Chief Judge of the United States District Court for the Northern District of Iowa
- In office January 1, 2007 – February 11, 2017
- Preceded by: Mark W. Bennett
- Succeeded by: Leonard T. Strand

Judge of the United States District Court for the Northern District of Iowa
- In office November 26, 2002 – October 1, 2017
- Appointed by: George W. Bush
- Preceded by: Michael Joseph Melloy
- Succeeded by: C. J. Williams

Personal details
- Born: February 1, 1948 (age 78) Sioux Falls, South Dakota, U.S.
- Education: Drake University (BA, JD) Iowa State University (MS)

= Linda R. Reade =

American judge (born 1948)

Linda Rae Reade (born February 1, 1948) is a senior United States district judge of the United States District Court for the Northern District of Iowa.

==Early life==
Reade was born in Sioux Falls, South Dakota, on February 1, 1948. Reade graduated from Drake University with her Bachelor of Arts degree in 1970. She then attended the Iowa State University, graduating with a Master of Science degree in 1973. She graduated from Drake University Law School with a Juris Doctor with honors and Order of the Coif in 1980. During law school, Reade worked at two firms in Des Moines, Rosenberg & Marguiles and Brown, Winick, Graves, Donnelly, & Baskerville, and campaigned for Lawrence Pope. She also published a case note in the Drake Law Review.

▶ _Required work_:
- a) The Reade biography mentions the Drake Law Review. Explain in one to three sentences what connection to it the text gives.
- b) Answer these questions from the Reade biography:
(i) Who succeeded Reade as chief judge?
(ii) What degree did Reade earn at Iowa State University, and in what year?
(iii) Whom did Reade campaign for during law school?
- c) Output the part of the Reade biography starting at "Chief Judge of" and ending at "State University (MS)".

▶ _Dataset_:
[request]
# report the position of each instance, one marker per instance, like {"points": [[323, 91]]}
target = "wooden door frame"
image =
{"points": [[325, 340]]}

▶ _Per-task outputs_:
- a) While Reade was in law school, she published a case note in the Drake Law Review.

- b)
(i) Leonard T. Strand
(ii) A Master of Science degree, in 1973
(iii) Lawrence Pope

- c)
Chief Judge of the United States District Court for the Northern District of Iowa
- In office January 1, 2007 – February 11, 2017
- Preceded by: Mark W. Bennett
- Succeeded by: Leonard T. Strand

Judge of the United States District Court for the Northern District of Iowa
- In office November 26, 2002 – October 1, 2017
- Appointed by: George W. Bush
- Preceded by: Michael Joseph Melloy
- Succeeded by: C. J. Williams

Personal details
- Born: February 1, 1948 (age 78) Sioux Falls, South Dakota, U.S.
- Education: Drake University (BA, JD) Iowa State University (MS)